§ Source material:
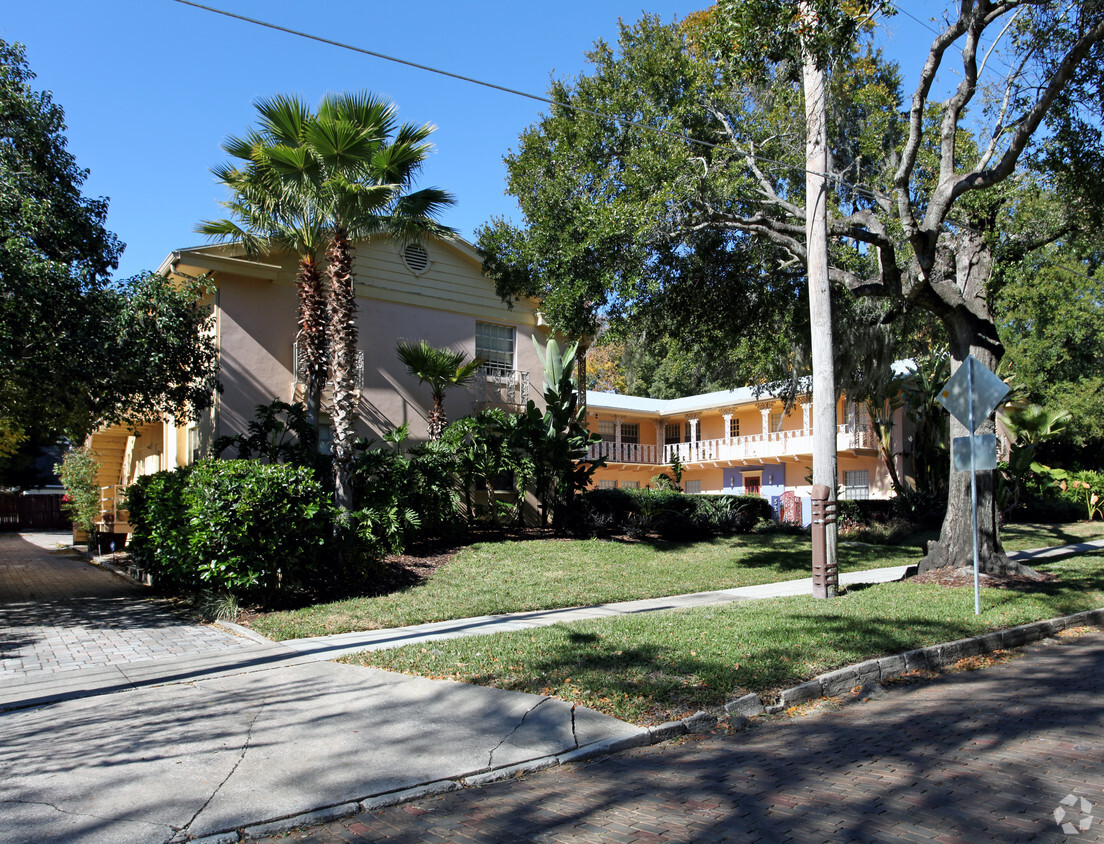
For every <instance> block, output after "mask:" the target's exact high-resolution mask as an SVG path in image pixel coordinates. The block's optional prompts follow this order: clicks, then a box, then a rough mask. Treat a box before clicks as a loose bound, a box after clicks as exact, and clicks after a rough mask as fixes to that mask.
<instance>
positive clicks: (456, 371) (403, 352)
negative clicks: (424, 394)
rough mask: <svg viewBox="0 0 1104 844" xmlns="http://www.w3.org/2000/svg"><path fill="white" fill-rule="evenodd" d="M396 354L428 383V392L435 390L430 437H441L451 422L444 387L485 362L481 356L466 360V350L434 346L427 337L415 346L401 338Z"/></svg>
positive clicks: (460, 386) (468, 374) (424, 382)
mask: <svg viewBox="0 0 1104 844" xmlns="http://www.w3.org/2000/svg"><path fill="white" fill-rule="evenodd" d="M395 354H396V355H397V356H399V359H400V360H401V361H402V362H403V366H405V367H406V371H407V372H410V373H411V374H412V376H414V377H415V378H416V379H417V382H418V383H420V384H421V383H428V384H429V392H431V393H432V394H433V410H432V411H429V439H431V440H439V439H440V434H442V433H443V432H444V430H445V425H446V424H448V418H447V416H446V415H445V391H446V390H448V389H450V388H453V387H461V386H464V384H466V383H467V382H468V381H470V380H471V378H473V377H474V376H475V373H476V372H477V371H478V369H479V367H480V366H482V361H481V360H479V359H478V358H476V359H475V360H469V361H465V360H464V357H465V356H464V352H463V351H453V350H452V349H438V348H434V347H433V346H431V345H429V344H427V342H426V341H425V340H422V341H420V342H418V344H417V345H416V346H415V345H414V344H410V342H400V344H399V346H397V347H396V348H395Z"/></svg>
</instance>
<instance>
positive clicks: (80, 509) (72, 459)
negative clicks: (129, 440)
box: [54, 446, 99, 532]
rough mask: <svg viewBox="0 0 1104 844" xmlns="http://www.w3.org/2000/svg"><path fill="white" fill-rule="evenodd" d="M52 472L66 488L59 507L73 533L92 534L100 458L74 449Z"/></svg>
mask: <svg viewBox="0 0 1104 844" xmlns="http://www.w3.org/2000/svg"><path fill="white" fill-rule="evenodd" d="M54 471H55V472H57V475H59V476H60V477H61V481H62V486H64V487H65V497H64V498H63V499H62V506H63V507H64V508H65V511H66V513H67V514H68V515H70V518H71V519H73V527H74V529H76V530H85V531H88V532H91V531H92V530H94V529H95V527H96V521H97V520H98V518H99V455H98V454H97V453H96V452H94V451H92V450H91V449H88V447H85V446H82V447H79V449H73V450H72V451H70V452H66V453H65V455H64V456H63V457H62V462H61V463H59V464H57V465H56V466H54Z"/></svg>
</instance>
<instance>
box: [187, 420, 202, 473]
mask: <svg viewBox="0 0 1104 844" xmlns="http://www.w3.org/2000/svg"><path fill="white" fill-rule="evenodd" d="M199 458H200V430H199V428H197V426H195V425H191V426H189V429H188V458H187V460H188V465H189V466H190V465H191V464H193V463H195V462H197V461H198V460H199Z"/></svg>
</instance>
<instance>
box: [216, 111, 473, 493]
mask: <svg viewBox="0 0 1104 844" xmlns="http://www.w3.org/2000/svg"><path fill="white" fill-rule="evenodd" d="M256 105H257V110H258V112H259V113H261V116H262V122H261V128H259V129H256V130H254V131H252V133H251V134H250V135H247V136H246V137H245V138H241V139H238V138H231V139H230V140H229V141H227V143H226V145H224V148H225V149H226V151H227V152H230V154H231V155H232V156H234V157H235V158H237V159H240V160H242V161H244V162H245V166H244V167H225V168H221V169H219V170H216V171H215V175H216V176H219V177H220V179H221V180H222V181H224V183H226V184H227V187H230V189H231V191H232V192H233V199H232V200H231V202H227V203H226V205H227V208H230V210H231V212H232V213H233V214H234V217H235V218H236V220H233V221H225V220H224V221H216V222H214V223H205V224H203V225H202V226H201V229H200V230H201V231H202V232H203V233H206V234H209V235H210V236H213V238H216V239H220V240H230V239H234V240H241V242H242V243H243V245H244V246H245V247H246V251H247V252H250V250H254V252H258V251H262V250H264V249H268V247H272V246H274V245H275V246H280V247H285V249H290V250H293V251H294V252H295V253H296V254H298V255H299V256H300V284H299V291H300V299H299V302H300V305H299V339H300V341H301V345H302V348H304V357H305V359H306V362H307V370H308V390H307V393H308V412H309V411H310V409H311V407H314V408H315V416H314V420H315V421H316V422H317V408H318V405H319V403H320V395H321V387H322V383H323V382H325V380H326V376H327V374H329V376H330V378H331V380H332V382H333V409H332V419H333V472H335V486H336V500H337V503H338V505H339V506H343V507H348V506H349V503H350V502H351V498H352V495H351V489H350V488H349V472H350V468H351V460H352V440H353V422H354V419H355V403H357V395H355V381H354V373H355V368H357V342H358V331H357V296H355V275H354V272H353V262H352V240H353V239H360V238H365V236H370V235H374V234H383V235H385V236H390V238H397V239H400V240H402V241H411V240H414V239H417V238H421V236H423V235H424V234H427V233H429V234H436V235H440V236H449V235H452V234H454V231H453V230H452V229H449V228H447V226H445V225H442V224H440V223H439V222H437V220H436V217H437V215H438V214H439V213H440V211H442V210H444V209H445V208H446V207H448V205H449V204H452V203H453V198H452V196H450V194H448V193H447V192H445V191H443V190H439V189H436V188H427V189H423V190H418V191H410V188H411V186H412V184H413V182H414V179H415V177H416V176H417V173H418V171H420V170H421V168H422V165H423V163H424V161H425V158H426V156H427V155H428V152H429V150H431V149H432V145H431V144H429V143H428V141H427V138H428V137H429V135H431V134H432V133H433V131H434V129H435V127H434V126H431V125H428V124H427V125H424V126H412V125H408V124H404V125H402V126H399V127H397V129H396V126H395V112H396V109H395V106H394V105H393V104H390V103H386V102H384V101H382V99H380V98H378V97H374V96H373V95H371V94H364V93H360V94H342V95H329V96H327V97H326V98H323V99H322V103H321V104H320V105H319V108H318V112H317V114H311V112H310V109H309V107H308V106H306V105H304V104H302V103H301V101H298V99H296V98H294V97H283V96H278V97H274V98H273V99H270V101H259V102H258V103H257V104H256ZM392 135H394V137H393V138H392V137H391V136H392ZM322 243H328V249H327V253H326V261H327V267H326V277H327V279H328V285H326V284H322V281H321V278H322V276H321V275H320V273H318V264H317V254H318V251H319V247H320V246H321V244H322ZM308 266H309V267H310V270H311V272H314V274H308V275H307V276H306V277H304V276H302V271H304V270H305V267H308ZM327 287H328V288H329V289H328V291H327ZM327 292H328V293H329V308H328V313H327V308H326V302H327Z"/></svg>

§ Your instructions:
Copy the material word for word from its beginning through the line containing "negative clicks: (424, 394)", including both ends, and leave the pictures out.

§ Written answer:
For every <instance> block, output after "mask:" the target's exact high-resolution mask as an SVG path in image pixel coordinates. The block's optional prompts follow this order: clicks, then a box, then a rough mask. Treat a box before clicks as a loose bound, a box after clicks as exact, and clicks after a rough mask as fixes to that mask.
<instance>
positive clicks: (456, 371) (403, 352)
negative clicks: (424, 394)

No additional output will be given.